⟨

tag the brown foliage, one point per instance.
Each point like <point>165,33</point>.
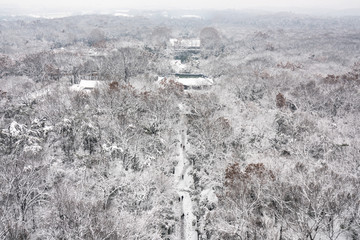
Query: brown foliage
<point>280,100</point>
<point>234,175</point>
<point>114,86</point>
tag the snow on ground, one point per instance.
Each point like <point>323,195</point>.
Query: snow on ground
<point>184,185</point>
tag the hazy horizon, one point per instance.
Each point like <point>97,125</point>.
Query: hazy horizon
<point>320,6</point>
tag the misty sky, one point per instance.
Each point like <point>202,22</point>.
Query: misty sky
<point>183,4</point>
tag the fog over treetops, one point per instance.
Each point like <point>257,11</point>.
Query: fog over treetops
<point>179,124</point>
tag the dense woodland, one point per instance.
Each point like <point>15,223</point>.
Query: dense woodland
<point>275,140</point>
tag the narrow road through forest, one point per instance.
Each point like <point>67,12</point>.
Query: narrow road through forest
<point>185,184</point>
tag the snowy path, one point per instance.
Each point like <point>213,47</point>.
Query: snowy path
<point>184,186</point>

⟩

**Your instructions**: Reproduce the lines from the one containing "tag the snow on" through the final line, with both ends included and the requests kept. Multiply every point coordinate in the answers by 0.3 and round to whole numbers, with halves rounded up, while leaving the coordinates in the requests and their format samples unchanged.

**Answer to this task**:
tag the snow on ground, one point per instance.
Each point like <point>323,195</point>.
Query: snow on ground
<point>55,56</point>
tag the hazy horizon, one point per instance.
Each point like <point>97,125</point>.
Query: hazy horizon
<point>96,2</point>
tag the misty sky, one point per instance.
Each point like <point>202,22</point>.
Query: misty sky
<point>55,1</point>
tag the fog over treetops, one point per instance.
Each point like <point>257,11</point>.
Query: fog over treetops
<point>54,37</point>
tag the dense woodland, one point per instance.
Each point like <point>15,223</point>.
Query: dense woodland
<point>83,42</point>
tag the narrow road through forest, one point per instance.
Each point like <point>67,12</point>.
Query: narrow road through forest
<point>56,55</point>
tag the snowy path, one point per instance.
Each point like <point>213,47</point>.
Query: snowy path
<point>55,56</point>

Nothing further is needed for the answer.